Items from a data source »
====================
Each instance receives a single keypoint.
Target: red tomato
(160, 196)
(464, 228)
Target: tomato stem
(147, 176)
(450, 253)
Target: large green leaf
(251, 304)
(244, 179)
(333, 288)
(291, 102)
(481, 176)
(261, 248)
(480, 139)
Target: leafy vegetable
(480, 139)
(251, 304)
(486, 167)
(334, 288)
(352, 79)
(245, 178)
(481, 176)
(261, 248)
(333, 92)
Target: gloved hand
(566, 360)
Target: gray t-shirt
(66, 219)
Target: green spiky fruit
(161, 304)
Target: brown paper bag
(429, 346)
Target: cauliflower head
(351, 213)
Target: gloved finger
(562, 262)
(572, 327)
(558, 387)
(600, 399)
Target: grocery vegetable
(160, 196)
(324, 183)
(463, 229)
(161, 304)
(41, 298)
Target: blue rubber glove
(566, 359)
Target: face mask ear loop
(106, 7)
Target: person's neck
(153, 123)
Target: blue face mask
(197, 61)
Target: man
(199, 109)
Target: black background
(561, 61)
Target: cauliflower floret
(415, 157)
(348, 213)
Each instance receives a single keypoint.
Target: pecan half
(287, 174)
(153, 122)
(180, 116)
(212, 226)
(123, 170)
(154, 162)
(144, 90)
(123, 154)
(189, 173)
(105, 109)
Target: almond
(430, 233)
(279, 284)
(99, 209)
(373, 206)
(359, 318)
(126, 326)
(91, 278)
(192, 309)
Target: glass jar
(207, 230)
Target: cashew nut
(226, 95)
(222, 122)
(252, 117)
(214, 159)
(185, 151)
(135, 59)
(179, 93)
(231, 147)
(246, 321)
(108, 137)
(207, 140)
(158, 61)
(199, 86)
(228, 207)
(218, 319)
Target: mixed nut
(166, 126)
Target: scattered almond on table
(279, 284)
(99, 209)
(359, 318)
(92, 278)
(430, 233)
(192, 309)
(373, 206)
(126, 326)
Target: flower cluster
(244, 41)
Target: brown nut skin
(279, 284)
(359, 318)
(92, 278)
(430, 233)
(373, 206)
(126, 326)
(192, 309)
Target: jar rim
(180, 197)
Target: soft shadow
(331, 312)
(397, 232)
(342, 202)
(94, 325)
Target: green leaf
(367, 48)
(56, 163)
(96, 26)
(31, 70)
====================
Your instructions »
Extract each line of the listing above, copying it word for word.

Exercise answer »
Each instance receives a single keypoint.
Target: red tomato
(160, 196)
(464, 228)
Target: tomato stem
(147, 176)
(450, 253)
Target: large green leaf
(251, 304)
(244, 179)
(333, 288)
(291, 102)
(481, 176)
(261, 248)
(480, 139)
Target: leafy vegetable
(480, 139)
(251, 304)
(486, 167)
(334, 288)
(352, 79)
(245, 178)
(481, 176)
(261, 248)
(333, 92)
Target: gloved hand
(566, 360)
Target: gray t-shirt
(66, 219)
Target: green spiky fruit
(161, 304)
Target: brown paper bag
(429, 346)
Target: cauliflower head
(351, 213)
Target: gloved finger
(562, 262)
(572, 327)
(558, 387)
(600, 399)
Target: grocery vegetable
(160, 196)
(324, 183)
(463, 229)
(161, 304)
(41, 298)
Target: blue rubber glove
(566, 359)
Target: face mask ear loop
(106, 7)
Target: person's neck
(153, 123)
Target: blue face mask
(197, 61)
Target: man
(199, 109)
Target: black background
(561, 61)
Target: cauliflower floret
(415, 157)
(348, 213)
Each instance receives a single keypoint.
Target: pecan half
(287, 174)
(153, 122)
(180, 116)
(212, 226)
(123, 170)
(154, 162)
(144, 90)
(123, 154)
(189, 173)
(105, 109)
Target: almond
(430, 233)
(279, 284)
(99, 209)
(373, 206)
(359, 318)
(126, 326)
(91, 278)
(192, 309)
Target: glass jar
(207, 230)
Target: cashew nut
(226, 95)
(222, 122)
(252, 117)
(214, 159)
(185, 151)
(135, 59)
(179, 93)
(231, 147)
(246, 321)
(108, 137)
(207, 140)
(158, 61)
(199, 86)
(228, 207)
(218, 319)
Target: mixed nut
(166, 126)
Target: scattered almond on table
(279, 284)
(99, 209)
(359, 318)
(92, 278)
(430, 233)
(192, 309)
(373, 206)
(126, 326)
Target: flower cluster
(244, 41)
Target: brown nut skin
(279, 284)
(359, 318)
(92, 278)
(430, 233)
(373, 206)
(126, 326)
(192, 309)
Target: jar rim
(180, 197)
Target: soft shadow
(331, 312)
(397, 232)
(342, 202)
(94, 325)
Target: green leaf
(367, 48)
(56, 163)
(96, 26)
(31, 70)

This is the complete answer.